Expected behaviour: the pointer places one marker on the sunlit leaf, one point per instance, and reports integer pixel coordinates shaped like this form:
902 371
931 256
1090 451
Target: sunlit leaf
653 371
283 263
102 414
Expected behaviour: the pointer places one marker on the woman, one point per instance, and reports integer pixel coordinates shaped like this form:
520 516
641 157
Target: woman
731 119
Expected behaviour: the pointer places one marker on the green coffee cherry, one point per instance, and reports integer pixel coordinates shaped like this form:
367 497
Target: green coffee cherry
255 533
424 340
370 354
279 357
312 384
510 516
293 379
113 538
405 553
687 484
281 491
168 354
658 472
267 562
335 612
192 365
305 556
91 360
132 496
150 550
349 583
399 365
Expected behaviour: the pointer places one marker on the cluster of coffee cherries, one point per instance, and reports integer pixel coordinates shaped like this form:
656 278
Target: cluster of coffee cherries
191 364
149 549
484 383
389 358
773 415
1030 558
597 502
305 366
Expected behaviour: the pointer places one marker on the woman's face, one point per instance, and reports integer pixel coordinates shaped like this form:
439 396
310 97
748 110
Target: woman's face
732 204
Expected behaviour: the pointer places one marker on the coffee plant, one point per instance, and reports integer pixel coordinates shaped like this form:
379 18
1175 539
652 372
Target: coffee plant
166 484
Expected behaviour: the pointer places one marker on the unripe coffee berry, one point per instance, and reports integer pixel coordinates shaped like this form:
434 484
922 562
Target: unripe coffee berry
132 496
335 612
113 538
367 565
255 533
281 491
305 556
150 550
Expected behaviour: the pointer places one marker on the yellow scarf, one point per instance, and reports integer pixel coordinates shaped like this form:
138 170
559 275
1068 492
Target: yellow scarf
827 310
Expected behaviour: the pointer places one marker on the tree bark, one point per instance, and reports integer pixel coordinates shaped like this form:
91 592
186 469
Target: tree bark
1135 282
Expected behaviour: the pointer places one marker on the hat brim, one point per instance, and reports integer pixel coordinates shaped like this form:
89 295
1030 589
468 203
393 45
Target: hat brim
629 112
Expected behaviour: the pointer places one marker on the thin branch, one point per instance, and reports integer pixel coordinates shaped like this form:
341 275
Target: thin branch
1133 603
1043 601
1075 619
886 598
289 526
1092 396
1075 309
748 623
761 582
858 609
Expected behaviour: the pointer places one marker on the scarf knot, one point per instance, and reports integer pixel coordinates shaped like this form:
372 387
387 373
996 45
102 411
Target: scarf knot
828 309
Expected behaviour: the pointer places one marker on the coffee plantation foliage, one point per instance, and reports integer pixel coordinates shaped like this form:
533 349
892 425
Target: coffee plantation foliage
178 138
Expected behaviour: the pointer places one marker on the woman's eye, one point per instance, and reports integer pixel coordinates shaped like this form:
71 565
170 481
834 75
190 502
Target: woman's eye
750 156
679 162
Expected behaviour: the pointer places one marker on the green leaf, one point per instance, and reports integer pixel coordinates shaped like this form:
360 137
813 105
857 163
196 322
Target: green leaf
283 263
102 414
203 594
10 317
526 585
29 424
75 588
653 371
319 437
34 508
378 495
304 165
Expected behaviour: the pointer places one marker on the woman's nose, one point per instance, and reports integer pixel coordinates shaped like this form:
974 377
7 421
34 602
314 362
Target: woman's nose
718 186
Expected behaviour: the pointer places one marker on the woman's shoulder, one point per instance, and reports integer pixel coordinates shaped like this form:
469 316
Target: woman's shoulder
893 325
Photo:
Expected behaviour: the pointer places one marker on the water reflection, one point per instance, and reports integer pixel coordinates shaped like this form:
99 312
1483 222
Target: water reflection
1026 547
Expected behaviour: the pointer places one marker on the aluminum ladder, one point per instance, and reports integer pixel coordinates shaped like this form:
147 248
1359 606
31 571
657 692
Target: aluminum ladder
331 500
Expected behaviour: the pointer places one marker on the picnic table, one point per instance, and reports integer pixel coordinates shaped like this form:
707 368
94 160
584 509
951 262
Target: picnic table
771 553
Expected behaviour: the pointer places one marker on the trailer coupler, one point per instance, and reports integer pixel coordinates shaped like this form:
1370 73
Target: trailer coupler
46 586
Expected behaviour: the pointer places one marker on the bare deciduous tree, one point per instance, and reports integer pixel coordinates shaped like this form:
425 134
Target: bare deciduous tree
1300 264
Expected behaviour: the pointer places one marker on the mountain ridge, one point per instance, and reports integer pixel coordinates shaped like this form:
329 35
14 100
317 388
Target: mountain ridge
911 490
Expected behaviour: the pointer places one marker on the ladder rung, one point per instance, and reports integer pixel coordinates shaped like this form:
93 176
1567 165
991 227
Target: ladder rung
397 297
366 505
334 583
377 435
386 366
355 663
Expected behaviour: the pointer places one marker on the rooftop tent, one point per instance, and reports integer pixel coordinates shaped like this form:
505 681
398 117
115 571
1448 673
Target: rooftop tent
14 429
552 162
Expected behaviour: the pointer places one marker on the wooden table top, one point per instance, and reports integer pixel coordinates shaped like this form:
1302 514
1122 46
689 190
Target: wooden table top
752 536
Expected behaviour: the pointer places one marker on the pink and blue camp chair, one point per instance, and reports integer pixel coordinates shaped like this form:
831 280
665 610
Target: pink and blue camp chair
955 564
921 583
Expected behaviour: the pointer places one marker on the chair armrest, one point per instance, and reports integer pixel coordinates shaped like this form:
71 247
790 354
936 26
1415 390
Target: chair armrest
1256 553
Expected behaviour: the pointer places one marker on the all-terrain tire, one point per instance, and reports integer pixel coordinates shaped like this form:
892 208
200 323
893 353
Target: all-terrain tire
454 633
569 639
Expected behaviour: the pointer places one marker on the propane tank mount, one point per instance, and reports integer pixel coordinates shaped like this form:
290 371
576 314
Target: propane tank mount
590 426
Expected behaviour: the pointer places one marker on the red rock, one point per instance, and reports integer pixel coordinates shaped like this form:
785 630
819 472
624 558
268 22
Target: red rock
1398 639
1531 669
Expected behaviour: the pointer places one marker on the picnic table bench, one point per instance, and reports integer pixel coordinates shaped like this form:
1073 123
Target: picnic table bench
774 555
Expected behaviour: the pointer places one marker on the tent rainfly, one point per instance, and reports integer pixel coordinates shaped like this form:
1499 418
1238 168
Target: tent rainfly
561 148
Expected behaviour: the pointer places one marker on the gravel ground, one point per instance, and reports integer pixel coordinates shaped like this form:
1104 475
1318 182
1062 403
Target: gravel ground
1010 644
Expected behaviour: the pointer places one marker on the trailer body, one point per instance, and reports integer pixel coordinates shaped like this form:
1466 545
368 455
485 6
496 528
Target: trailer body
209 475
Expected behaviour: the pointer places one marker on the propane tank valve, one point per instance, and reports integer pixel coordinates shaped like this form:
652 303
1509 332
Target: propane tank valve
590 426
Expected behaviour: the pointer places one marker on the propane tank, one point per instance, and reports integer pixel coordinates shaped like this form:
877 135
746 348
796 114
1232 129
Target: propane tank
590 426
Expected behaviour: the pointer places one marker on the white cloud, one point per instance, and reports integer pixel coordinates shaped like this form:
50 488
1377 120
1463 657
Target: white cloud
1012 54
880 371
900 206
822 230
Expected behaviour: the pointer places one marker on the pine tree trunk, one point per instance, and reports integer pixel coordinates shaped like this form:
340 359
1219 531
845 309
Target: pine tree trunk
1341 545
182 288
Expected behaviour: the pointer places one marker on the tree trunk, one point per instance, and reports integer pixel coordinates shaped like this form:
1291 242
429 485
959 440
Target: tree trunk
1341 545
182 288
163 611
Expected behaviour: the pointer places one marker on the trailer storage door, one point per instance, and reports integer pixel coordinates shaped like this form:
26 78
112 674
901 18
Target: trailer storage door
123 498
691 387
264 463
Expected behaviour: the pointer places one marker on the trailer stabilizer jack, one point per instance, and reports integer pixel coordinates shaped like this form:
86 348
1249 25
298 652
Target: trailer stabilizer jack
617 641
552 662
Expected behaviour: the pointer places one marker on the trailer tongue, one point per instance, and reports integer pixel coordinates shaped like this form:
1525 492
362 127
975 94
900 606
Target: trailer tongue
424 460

> **REQUIRED ACTION**: Please repeat the line that contains "Expected behaviour: the pointer places one marker on the white" and every line after it through the end of the material above, exactly and with nothing added.

> **SOLUTION TO THIS TASK**:
Expected behaviour: the pointer places one marker on the white cloud, one point per instance, and reports integer pixel coordinates shaped like this form:
50 488
1377 120
1463 657
Target: white cloud
1012 54
880 371
900 206
822 230
Expected behaviour: the pointer places one marker on the pine tree trunk, one point per instance, and reports integer pixel coordinates shaped like this form:
340 359
1219 531
845 309
Target: pine tree trunk
1341 545
182 288
Expected behaviour: the pointer places one marker on the tree trunk, one point per instance, and reports integer pixel coordinates shaped like this form:
1291 242
429 485
959 440
Target: tree trunk
1341 545
182 288
163 611
Expected behaviour: the pointer places one marker on the trailer storage door, one point per instance, and reports integer pixel coordinates shaped like this form:
26 78
112 674
901 18
Target: trailer storage door
123 498
691 387
264 463
Expected behaviour: the pointer places one marker on the trailer stabilizer jack, one point per instance, and reports integer pixel coordinates shaped like this form:
86 348
1249 25
298 652
Target: trailer stabilizer jack
617 641
552 662
Expected behaviour: the pointer places one marker on the trailer tongue, one point per instance, and reports integer pixel coordinates shaped like this form:
1525 492
362 127
975 94
900 606
Target: trailer tongue
424 460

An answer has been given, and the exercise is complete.